╭─ Material shown

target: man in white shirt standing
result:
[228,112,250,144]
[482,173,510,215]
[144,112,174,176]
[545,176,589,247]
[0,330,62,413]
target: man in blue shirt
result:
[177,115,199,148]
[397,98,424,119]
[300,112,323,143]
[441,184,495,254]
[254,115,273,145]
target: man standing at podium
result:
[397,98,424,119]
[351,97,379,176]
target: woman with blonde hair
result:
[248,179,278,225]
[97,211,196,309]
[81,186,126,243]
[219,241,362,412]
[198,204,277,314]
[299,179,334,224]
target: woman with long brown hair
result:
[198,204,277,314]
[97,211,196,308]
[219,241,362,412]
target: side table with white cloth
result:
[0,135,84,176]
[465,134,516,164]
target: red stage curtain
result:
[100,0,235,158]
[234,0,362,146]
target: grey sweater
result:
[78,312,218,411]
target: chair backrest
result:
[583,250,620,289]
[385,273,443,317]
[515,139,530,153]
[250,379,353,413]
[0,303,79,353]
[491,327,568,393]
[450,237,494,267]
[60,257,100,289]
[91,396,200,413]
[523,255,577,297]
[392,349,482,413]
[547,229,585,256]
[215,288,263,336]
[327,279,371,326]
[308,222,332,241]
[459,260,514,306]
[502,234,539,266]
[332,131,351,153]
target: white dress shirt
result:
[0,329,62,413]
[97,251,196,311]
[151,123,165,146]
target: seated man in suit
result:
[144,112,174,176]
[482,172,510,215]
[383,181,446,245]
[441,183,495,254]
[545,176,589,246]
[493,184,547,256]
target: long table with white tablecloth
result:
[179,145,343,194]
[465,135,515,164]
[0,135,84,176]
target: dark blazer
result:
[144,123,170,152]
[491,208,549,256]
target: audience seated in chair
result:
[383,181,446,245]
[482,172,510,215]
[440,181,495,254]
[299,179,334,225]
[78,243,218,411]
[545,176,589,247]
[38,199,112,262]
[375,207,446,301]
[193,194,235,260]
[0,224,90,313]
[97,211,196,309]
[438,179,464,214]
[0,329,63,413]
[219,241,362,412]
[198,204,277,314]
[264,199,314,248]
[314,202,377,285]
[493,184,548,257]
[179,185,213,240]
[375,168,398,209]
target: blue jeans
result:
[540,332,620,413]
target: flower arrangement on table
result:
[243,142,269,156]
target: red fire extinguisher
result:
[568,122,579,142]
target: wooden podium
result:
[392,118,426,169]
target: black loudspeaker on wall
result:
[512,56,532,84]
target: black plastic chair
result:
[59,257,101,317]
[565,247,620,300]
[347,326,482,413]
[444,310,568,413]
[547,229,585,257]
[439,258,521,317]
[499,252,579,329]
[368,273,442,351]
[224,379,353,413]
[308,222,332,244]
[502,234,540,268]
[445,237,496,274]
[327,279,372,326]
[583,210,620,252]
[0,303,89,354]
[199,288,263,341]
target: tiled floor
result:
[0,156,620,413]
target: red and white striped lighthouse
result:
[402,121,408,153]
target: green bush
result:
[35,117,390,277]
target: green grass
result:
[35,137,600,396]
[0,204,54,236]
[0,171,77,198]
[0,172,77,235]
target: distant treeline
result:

╰─

Set exercise: Arrange every line of the entries above as a Markdown table with the columns Row and Line, numbering each row and leaving out any blank lines.

Full solution:
| Row | Line |
|---|---|
| 1 | target: man in white shirt standing |
| 2 | result: |
| 3 | [228,112,250,144] |
| 4 | [482,173,510,215] |
| 5 | [144,112,174,176] |
| 6 | [545,176,589,247] |
| 7 | [0,330,62,413] |
| 8 | target: man in blue shirt |
| 9 | result: |
| 10 | [177,115,199,148] |
| 11 | [397,98,424,119] |
| 12 | [300,112,323,143] |
| 13 | [441,184,495,254] |
| 14 | [254,115,273,145] |
| 15 | target: man standing at podium |
| 16 | result: |
| 17 | [397,98,424,119] |
| 18 | [351,97,379,176] |
| 19 | target: woman with blonde hair |
| 20 | result: |
| 21 | [248,179,278,225] |
| 22 | [97,211,196,309] |
| 23 | [81,186,126,243] |
| 24 | [219,241,362,412] |
| 25 | [198,204,277,314] |
| 26 | [299,179,334,224] |
| 27 | target: woman with long brown hair |
| 28 | result: |
| 29 | [198,204,277,314] |
| 30 | [97,211,196,308] |
| 31 | [219,241,362,412] |
| 32 | target: side table with white cloth |
| 33 | result: |
| 34 | [0,135,84,176] |
| 35 | [465,134,516,164] |
| 36 | target: red stage curtain |
| 37 | result: |
| 38 | [100,0,235,158] |
| 39 | [234,0,362,146] |
| 40 | target: grey sweater |
| 41 | result: |
| 42 | [78,312,218,411] |
| 43 | target: chair backrest |
| 44 | result: |
| 45 | [583,250,620,289] |
| 46 | [385,273,443,317] |
| 47 | [515,139,530,153] |
| 48 | [250,379,353,413] |
| 49 | [0,303,79,353] |
| 50 | [491,327,568,393] |
| 51 | [450,237,494,267] |
| 52 | [60,257,100,289] |
| 53 | [91,396,200,413] |
| 54 | [523,255,577,297] |
| 55 | [392,349,482,413] |
| 56 | [547,229,585,256] |
| 57 | [215,288,263,336] |
| 58 | [327,279,371,326] |
| 59 | [308,222,332,241] |
| 60 | [459,260,514,306] |
| 61 | [502,234,539,266] |
| 62 | [332,131,351,153] |
| 63 | target: white dress shirt |
| 64 | result: |
| 65 | [0,329,62,413] |
| 66 | [97,251,196,311] |
| 67 | [151,123,165,146] |
| 68 | target: seated man in suit |
| 69 | result: |
| 70 | [144,112,174,176] |
| 71 | [482,172,510,215] |
| 72 | [383,181,446,245] |
| 73 | [441,183,495,254] |
| 74 | [545,176,589,246] |
| 75 | [493,184,547,256] |
| 76 | target: long table with white tablecloth |
| 77 | result: |
| 78 | [179,145,343,194] |
| 79 | [465,135,515,164] |
| 80 | [0,135,84,176] |
| 81 | target: dark blazer |
| 82 | result: |
| 83 | [144,123,170,152] |
| 84 | [491,208,549,256] |
| 85 | target: audience seated in chair |
| 86 | result: |
| 87 | [383,181,446,245] |
| 88 | [482,172,510,215] |
| 89 | [440,181,495,254] |
| 90 | [299,179,334,225] |
| 91 | [78,243,218,411] |
| 92 | [545,176,589,247] |
| 93 | [38,199,112,262] |
| 94 | [375,207,446,301] |
| 95 | [193,194,235,260] |
| 96 | [0,224,90,313] |
| 97 | [97,211,196,309] |
| 98 | [438,179,464,214] |
| 99 | [0,329,63,413] |
| 100 | [219,241,362,412] |
| 101 | [198,204,277,314] |
| 102 | [264,199,314,248] |
| 103 | [314,202,377,285] |
| 104 | [493,184,548,257] |
| 105 | [179,185,213,240] |
| 106 | [375,168,398,209] |
| 107 | target: blue jeans |
| 108 | result: |
| 109 | [540,332,620,413] |
| 110 | target: flower arrangement on table |
| 111 | result: |
| 112 | [243,142,269,156] |
| 113 | target: red fire extinguisher |
| 114 | result: |
| 115 | [568,122,579,142] |
| 116 | target: wooden podium |
| 117 | result: |
| 118 | [392,118,426,169] |
| 119 | target: black loudspeaker on wall |
| 120 | result: |
| 121 | [512,56,532,84] |
| 122 | target: black plastic chair |
| 123 | result: |
| 124 | [59,257,101,317] |
| 125 | [565,247,620,300] |
| 126 | [347,326,482,413] |
| 127 | [444,310,568,413] |
| 128 | [547,229,585,257] |
| 129 | [439,258,521,317] |
| 130 | [499,252,579,329] |
| 131 | [368,273,442,351] |
| 132 | [224,379,353,413] |
| 133 | [308,222,332,244] |
| 134 | [502,234,540,268] |
| 135 | [445,237,496,274] |
| 136 | [327,279,372,326] |
| 137 | [583,210,620,252] |
| 138 | [0,303,89,354] |
| 139 | [199,288,263,341] |
| 140 | target: tiled floor |
| 141 | result: |
| 142 | [0,156,620,413] |
| 143 | target: red and white striped lighthouse |
| 144 | result: |
| 145 | [402,121,408,153] |
| 146 | target: green bush |
| 147 | result: |
| 148 | [35,117,390,277] |
| 149 | target: green grass |
| 150 | result: |
| 151 | [35,137,600,396] |
| 152 | [0,204,54,236] |
| 153 | [0,171,77,198] |
| 154 | [0,172,77,235] |
| 155 | target: distant treeline |
| 156 | result: |